#### RECORD EXTRACTS ####

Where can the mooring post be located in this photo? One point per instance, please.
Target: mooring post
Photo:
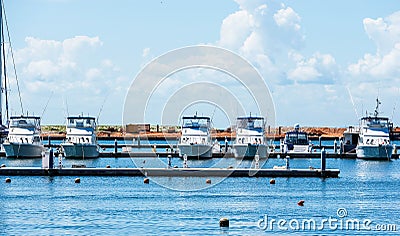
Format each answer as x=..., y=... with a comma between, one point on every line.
x=185, y=161
x=334, y=146
x=169, y=161
x=115, y=147
x=226, y=145
x=47, y=159
x=287, y=162
x=320, y=142
x=323, y=162
x=341, y=150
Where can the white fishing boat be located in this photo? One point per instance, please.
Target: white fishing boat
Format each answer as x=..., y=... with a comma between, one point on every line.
x=81, y=140
x=350, y=139
x=374, y=141
x=23, y=140
x=296, y=141
x=250, y=139
x=195, y=140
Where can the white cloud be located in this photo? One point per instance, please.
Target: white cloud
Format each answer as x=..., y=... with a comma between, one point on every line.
x=72, y=68
x=146, y=52
x=270, y=36
x=385, y=63
x=287, y=17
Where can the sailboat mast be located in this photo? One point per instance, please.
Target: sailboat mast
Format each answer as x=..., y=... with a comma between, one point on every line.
x=1, y=63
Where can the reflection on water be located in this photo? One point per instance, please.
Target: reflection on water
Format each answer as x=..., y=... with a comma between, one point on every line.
x=124, y=205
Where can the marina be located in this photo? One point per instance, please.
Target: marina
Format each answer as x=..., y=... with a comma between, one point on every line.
x=165, y=170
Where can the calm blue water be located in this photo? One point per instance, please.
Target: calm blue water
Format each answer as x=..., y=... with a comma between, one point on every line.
x=367, y=190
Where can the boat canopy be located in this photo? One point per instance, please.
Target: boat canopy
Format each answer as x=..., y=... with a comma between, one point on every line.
x=251, y=123
x=296, y=138
x=24, y=121
x=375, y=121
x=80, y=121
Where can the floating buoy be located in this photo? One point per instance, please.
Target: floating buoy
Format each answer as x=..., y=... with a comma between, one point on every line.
x=224, y=222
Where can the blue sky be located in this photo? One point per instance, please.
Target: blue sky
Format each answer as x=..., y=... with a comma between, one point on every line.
x=312, y=54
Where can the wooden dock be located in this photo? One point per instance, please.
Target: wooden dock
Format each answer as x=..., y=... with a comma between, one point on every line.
x=170, y=172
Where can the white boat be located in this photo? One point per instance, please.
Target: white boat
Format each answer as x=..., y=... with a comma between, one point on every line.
x=374, y=141
x=350, y=139
x=81, y=140
x=250, y=139
x=23, y=140
x=195, y=140
x=296, y=141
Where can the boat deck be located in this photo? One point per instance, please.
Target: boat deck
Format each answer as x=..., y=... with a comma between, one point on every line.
x=170, y=172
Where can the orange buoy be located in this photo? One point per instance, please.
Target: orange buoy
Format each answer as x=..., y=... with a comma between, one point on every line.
x=224, y=222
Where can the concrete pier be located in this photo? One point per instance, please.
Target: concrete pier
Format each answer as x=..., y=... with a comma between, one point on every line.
x=169, y=172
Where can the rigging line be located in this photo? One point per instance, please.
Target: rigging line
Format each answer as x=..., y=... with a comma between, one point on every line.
x=13, y=60
x=352, y=101
x=101, y=108
x=4, y=67
x=47, y=103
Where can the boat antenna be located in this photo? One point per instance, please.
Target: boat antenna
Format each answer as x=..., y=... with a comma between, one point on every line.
x=215, y=108
x=3, y=12
x=352, y=101
x=101, y=108
x=47, y=103
x=65, y=106
x=377, y=107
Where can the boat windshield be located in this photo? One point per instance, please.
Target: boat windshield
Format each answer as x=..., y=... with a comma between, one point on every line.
x=375, y=121
x=297, y=138
x=24, y=122
x=81, y=122
x=251, y=123
x=196, y=123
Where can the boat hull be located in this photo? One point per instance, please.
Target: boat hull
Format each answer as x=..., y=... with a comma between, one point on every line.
x=195, y=150
x=249, y=150
x=23, y=150
x=383, y=152
x=80, y=150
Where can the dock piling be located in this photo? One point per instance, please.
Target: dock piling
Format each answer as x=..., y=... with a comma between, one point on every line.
x=323, y=162
x=47, y=159
x=115, y=147
x=287, y=162
x=334, y=146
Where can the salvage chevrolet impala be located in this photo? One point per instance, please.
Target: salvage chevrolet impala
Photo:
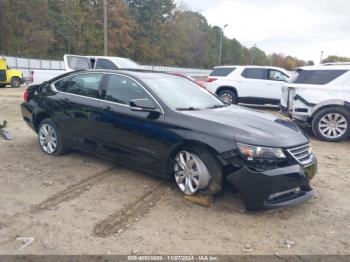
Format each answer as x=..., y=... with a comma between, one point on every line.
x=168, y=126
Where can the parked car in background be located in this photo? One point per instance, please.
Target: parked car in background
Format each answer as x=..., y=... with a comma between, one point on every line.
x=319, y=96
x=9, y=76
x=76, y=62
x=168, y=126
x=201, y=83
x=248, y=84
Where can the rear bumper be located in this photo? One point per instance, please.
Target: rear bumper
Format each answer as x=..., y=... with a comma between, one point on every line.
x=274, y=188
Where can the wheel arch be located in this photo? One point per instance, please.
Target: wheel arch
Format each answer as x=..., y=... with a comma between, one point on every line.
x=225, y=87
x=328, y=104
x=185, y=144
x=190, y=143
x=38, y=119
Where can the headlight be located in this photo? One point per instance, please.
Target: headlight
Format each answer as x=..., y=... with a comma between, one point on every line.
x=251, y=152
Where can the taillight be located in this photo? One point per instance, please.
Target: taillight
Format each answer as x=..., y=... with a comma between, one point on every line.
x=211, y=79
x=26, y=96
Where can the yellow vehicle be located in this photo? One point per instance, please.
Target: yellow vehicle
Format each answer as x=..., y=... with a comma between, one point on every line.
x=9, y=76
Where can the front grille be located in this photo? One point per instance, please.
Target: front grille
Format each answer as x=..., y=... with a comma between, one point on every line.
x=302, y=154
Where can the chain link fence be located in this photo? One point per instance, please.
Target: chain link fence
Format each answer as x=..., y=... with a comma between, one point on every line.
x=28, y=64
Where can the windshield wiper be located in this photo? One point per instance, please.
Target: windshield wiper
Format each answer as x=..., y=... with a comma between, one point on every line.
x=191, y=108
x=217, y=106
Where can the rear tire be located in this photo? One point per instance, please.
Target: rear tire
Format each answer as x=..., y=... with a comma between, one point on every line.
x=49, y=138
x=228, y=96
x=332, y=124
x=198, y=168
x=15, y=82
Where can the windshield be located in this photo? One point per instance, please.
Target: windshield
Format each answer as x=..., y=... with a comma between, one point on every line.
x=182, y=94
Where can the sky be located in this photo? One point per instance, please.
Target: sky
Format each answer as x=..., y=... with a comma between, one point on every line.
x=301, y=28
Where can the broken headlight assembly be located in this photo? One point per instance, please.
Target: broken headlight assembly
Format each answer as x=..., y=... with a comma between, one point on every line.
x=251, y=152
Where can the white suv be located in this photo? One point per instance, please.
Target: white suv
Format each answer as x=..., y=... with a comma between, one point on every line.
x=248, y=84
x=319, y=96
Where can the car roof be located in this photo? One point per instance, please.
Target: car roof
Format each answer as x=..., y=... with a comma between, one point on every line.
x=255, y=66
x=141, y=73
x=326, y=67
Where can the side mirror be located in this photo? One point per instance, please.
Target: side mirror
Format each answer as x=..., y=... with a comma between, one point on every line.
x=145, y=105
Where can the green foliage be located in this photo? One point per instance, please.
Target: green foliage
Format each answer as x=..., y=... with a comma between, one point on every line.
x=149, y=31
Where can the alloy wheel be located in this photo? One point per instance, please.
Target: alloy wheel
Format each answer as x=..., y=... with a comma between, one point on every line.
x=16, y=82
x=226, y=98
x=333, y=125
x=190, y=172
x=48, y=138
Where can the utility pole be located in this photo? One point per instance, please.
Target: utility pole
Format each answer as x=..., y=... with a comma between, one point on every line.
x=221, y=36
x=105, y=40
x=321, y=57
x=252, y=54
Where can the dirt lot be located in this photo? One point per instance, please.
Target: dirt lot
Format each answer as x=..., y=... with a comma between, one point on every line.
x=79, y=204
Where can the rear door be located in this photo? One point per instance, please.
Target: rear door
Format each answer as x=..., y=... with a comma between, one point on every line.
x=76, y=62
x=134, y=137
x=257, y=85
x=3, y=68
x=79, y=101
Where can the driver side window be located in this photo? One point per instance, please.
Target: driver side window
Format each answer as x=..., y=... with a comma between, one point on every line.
x=122, y=90
x=275, y=75
x=84, y=85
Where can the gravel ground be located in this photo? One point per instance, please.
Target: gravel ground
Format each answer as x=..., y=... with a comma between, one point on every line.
x=79, y=204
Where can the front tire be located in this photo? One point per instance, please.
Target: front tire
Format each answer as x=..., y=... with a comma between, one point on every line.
x=49, y=138
x=196, y=170
x=332, y=124
x=228, y=96
x=15, y=82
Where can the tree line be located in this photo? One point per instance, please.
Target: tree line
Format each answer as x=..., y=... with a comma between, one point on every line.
x=148, y=31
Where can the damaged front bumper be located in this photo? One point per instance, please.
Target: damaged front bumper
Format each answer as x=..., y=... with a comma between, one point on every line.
x=274, y=188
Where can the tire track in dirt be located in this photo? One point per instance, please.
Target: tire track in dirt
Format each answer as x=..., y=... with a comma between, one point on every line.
x=122, y=219
x=67, y=194
x=71, y=192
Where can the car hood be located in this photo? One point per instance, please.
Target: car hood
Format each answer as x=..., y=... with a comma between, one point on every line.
x=248, y=126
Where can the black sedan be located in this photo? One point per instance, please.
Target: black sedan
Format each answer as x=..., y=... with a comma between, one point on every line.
x=168, y=126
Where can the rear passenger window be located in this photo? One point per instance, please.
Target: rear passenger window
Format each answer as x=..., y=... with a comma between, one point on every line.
x=62, y=84
x=222, y=71
x=255, y=73
x=122, y=90
x=317, y=77
x=105, y=64
x=84, y=85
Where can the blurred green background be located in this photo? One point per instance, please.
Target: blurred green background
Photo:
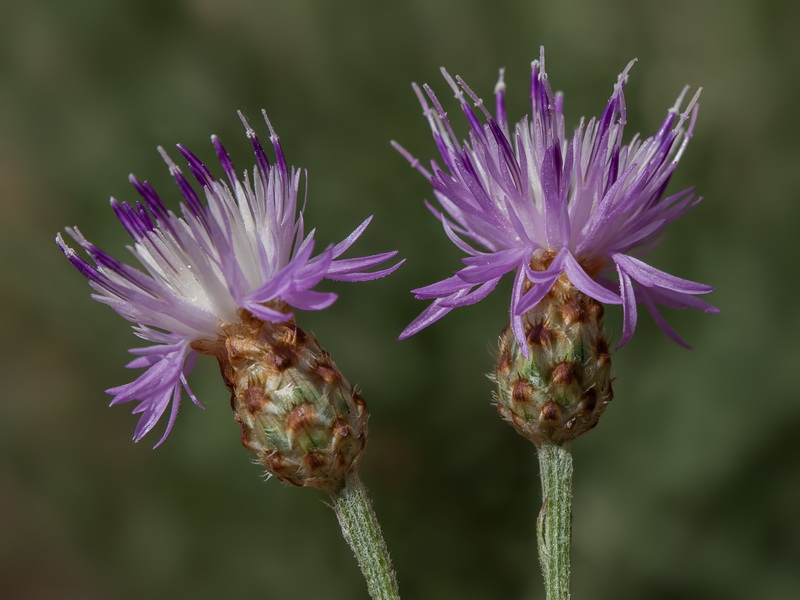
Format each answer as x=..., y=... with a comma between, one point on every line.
x=688, y=489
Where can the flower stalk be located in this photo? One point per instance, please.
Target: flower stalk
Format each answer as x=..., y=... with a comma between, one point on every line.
x=554, y=525
x=361, y=530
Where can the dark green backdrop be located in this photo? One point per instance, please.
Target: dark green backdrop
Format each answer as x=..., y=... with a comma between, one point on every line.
x=688, y=489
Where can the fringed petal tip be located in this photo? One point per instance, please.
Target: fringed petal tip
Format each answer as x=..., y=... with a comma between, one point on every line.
x=159, y=388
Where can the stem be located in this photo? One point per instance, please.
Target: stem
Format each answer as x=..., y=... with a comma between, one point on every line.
x=554, y=525
x=361, y=530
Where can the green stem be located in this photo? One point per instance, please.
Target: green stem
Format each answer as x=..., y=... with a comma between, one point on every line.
x=554, y=525
x=361, y=530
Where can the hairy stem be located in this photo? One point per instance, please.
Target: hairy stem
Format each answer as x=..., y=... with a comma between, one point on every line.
x=361, y=530
x=554, y=525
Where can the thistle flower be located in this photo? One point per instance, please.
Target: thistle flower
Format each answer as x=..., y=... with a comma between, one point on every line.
x=564, y=214
x=223, y=278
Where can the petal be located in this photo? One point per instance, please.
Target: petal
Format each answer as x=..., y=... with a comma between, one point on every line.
x=472, y=297
x=629, y=314
x=651, y=277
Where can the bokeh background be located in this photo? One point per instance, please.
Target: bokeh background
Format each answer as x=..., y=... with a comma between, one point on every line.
x=688, y=489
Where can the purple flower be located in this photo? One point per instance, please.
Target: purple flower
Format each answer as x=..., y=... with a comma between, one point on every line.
x=244, y=249
x=532, y=201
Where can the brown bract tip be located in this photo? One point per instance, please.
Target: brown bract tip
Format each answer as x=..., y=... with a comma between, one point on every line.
x=540, y=334
x=254, y=399
x=563, y=373
x=301, y=417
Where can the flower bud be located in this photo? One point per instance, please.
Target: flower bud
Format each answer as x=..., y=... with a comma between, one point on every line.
x=562, y=389
x=300, y=417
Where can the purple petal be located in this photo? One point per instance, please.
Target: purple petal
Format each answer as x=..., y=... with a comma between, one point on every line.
x=310, y=300
x=484, y=267
x=651, y=277
x=629, y=314
x=430, y=315
x=645, y=298
x=342, y=246
x=441, y=288
x=472, y=297
x=516, y=319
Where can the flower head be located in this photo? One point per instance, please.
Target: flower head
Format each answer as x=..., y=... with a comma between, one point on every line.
x=534, y=201
x=244, y=248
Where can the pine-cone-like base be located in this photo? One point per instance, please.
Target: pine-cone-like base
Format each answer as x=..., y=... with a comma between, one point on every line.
x=302, y=419
x=560, y=392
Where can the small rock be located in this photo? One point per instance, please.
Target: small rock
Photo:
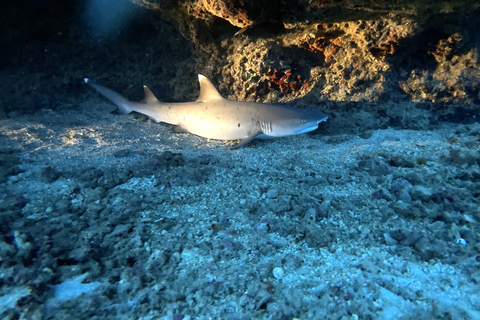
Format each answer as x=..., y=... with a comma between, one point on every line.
x=278, y=272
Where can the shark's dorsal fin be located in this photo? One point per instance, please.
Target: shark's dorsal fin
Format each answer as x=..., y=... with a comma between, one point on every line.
x=207, y=90
x=149, y=96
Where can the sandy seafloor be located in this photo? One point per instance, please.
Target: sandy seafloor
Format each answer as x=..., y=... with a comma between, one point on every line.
x=117, y=217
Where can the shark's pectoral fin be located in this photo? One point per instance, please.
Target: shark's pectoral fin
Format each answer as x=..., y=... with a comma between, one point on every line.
x=180, y=129
x=252, y=136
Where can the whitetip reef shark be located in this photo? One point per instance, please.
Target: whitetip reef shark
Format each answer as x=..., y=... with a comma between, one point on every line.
x=214, y=117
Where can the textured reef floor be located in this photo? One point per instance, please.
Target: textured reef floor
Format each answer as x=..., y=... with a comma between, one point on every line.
x=165, y=224
x=375, y=215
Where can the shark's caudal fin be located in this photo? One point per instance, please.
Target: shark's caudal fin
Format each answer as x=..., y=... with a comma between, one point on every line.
x=124, y=105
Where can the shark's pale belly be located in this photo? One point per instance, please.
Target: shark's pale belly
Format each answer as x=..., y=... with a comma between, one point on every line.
x=214, y=121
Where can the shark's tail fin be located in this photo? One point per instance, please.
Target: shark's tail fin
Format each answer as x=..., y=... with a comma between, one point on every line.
x=123, y=104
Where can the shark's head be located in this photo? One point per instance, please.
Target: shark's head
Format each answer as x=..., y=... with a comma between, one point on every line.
x=296, y=122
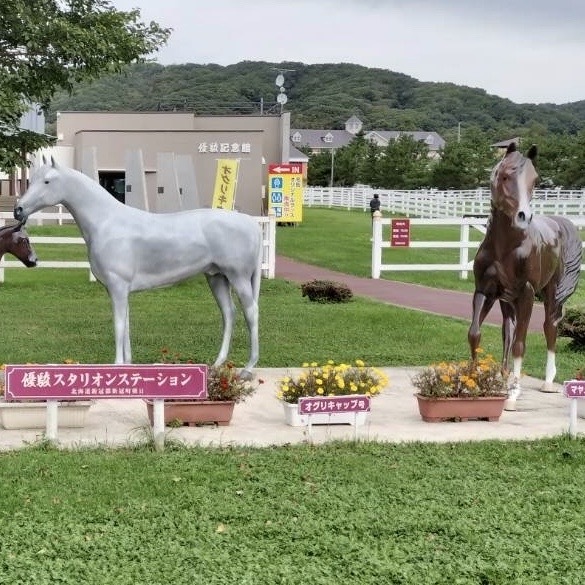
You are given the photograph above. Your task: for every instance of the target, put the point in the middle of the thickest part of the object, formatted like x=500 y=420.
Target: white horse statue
x=130 y=249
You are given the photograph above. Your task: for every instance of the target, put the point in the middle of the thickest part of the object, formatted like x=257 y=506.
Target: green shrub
x=326 y=291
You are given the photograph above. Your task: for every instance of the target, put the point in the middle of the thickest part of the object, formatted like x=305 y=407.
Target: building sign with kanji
x=226 y=181
x=285 y=192
x=82 y=382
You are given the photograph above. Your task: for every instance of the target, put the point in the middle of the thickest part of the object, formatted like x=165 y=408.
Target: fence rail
x=268 y=225
x=465 y=264
x=434 y=204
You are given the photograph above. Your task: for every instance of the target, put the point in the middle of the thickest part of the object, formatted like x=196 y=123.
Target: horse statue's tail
x=571 y=255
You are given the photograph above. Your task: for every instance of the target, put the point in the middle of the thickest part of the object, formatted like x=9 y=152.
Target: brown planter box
x=460 y=409
x=195 y=412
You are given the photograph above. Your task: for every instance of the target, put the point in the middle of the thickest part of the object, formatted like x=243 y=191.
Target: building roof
x=295 y=155
x=433 y=140
x=505 y=143
x=320 y=139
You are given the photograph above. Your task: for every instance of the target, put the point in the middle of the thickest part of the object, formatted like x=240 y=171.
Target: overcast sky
x=527 y=51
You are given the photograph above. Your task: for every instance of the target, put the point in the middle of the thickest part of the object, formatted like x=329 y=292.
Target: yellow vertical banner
x=285 y=192
x=226 y=181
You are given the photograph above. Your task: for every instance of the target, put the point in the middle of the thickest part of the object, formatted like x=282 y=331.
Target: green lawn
x=359 y=513
x=485 y=513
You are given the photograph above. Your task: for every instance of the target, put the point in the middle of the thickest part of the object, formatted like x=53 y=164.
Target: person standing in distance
x=374 y=205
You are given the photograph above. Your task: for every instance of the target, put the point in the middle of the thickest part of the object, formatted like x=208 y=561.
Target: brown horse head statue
x=512 y=183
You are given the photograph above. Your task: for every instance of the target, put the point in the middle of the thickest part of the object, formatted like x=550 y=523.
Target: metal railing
x=434 y=204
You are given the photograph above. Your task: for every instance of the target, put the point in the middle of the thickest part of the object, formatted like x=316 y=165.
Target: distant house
x=328 y=140
x=503 y=144
x=382 y=138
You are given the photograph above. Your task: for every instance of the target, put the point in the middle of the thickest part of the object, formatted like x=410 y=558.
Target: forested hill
x=321 y=96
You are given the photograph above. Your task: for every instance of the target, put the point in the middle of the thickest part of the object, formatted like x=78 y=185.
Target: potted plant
x=225 y=388
x=32 y=414
x=325 y=380
x=470 y=389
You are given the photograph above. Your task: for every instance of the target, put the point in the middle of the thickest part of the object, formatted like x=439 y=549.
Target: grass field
x=50 y=315
x=486 y=513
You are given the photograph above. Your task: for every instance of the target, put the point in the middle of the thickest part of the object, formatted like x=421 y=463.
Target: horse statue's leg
x=553 y=312
x=127 y=348
x=248 y=289
x=119 y=296
x=481 y=306
x=220 y=287
x=515 y=328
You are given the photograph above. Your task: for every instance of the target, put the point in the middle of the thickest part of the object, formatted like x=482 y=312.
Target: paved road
x=412 y=296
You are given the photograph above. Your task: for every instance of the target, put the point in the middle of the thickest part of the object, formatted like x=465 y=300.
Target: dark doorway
x=114 y=182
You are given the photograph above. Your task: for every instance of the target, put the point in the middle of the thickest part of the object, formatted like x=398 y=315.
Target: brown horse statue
x=14 y=240
x=522 y=255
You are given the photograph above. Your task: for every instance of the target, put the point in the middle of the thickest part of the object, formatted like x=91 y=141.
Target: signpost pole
x=573 y=418
x=158 y=423
x=51 y=430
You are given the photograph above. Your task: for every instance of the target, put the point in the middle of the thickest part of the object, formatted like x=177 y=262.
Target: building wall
x=255 y=140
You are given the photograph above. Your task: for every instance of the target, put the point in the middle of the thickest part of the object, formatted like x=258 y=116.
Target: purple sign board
x=331 y=404
x=84 y=382
x=574 y=388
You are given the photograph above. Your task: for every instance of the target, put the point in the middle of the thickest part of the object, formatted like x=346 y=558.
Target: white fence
x=268 y=225
x=464 y=244
x=435 y=204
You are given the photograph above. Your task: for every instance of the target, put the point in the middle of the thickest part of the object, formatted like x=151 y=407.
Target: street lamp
x=332 y=166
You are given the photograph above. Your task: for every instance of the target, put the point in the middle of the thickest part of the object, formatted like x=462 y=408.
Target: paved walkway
x=412 y=296
x=260 y=420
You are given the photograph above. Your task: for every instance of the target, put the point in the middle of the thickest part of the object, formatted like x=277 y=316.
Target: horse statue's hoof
x=549 y=388
x=510 y=404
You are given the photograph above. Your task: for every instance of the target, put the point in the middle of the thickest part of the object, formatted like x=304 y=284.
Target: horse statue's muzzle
x=19 y=215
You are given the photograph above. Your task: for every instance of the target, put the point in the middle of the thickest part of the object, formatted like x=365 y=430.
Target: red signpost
x=400 y=232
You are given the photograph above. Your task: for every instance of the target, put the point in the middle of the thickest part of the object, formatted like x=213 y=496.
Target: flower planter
x=33 y=415
x=460 y=409
x=194 y=412
x=294 y=419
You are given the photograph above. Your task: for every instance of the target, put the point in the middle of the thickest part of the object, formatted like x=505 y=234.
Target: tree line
x=464 y=163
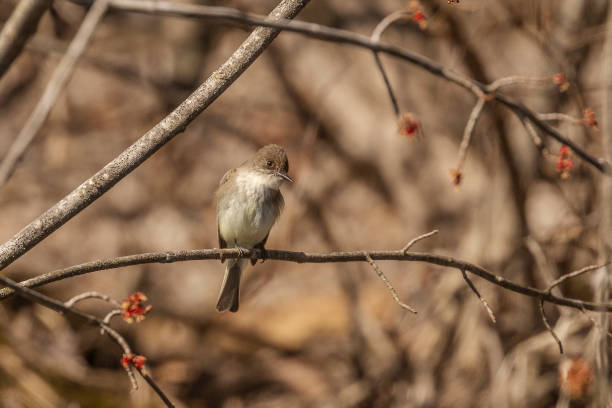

####

INSTRUCTIONS TO FOLLOW:
Find the string "dock" in the entries above. Copy each line where it occurs.

RESPONSE TO THE EXERCISE:
Where can the wooden dock be located in this photo? One point per instance, please.
Target: wooden dock
Where can the dock piling be located in this photo? One point per instance, please.
Target: dock piling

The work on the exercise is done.